** Task to complete **
Take the records underneath and set them down exactly.

** Data listing **
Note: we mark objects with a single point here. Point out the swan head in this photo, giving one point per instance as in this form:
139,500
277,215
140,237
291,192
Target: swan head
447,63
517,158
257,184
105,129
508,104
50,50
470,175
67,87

** Expected output **
Note: we mark objects with a single point here. Point out the swan head in this photo, giving one point per instance as in this form:
139,500
277,215
140,237
291,192
Target: swan head
447,63
517,158
257,184
105,129
508,104
50,50
470,175
67,87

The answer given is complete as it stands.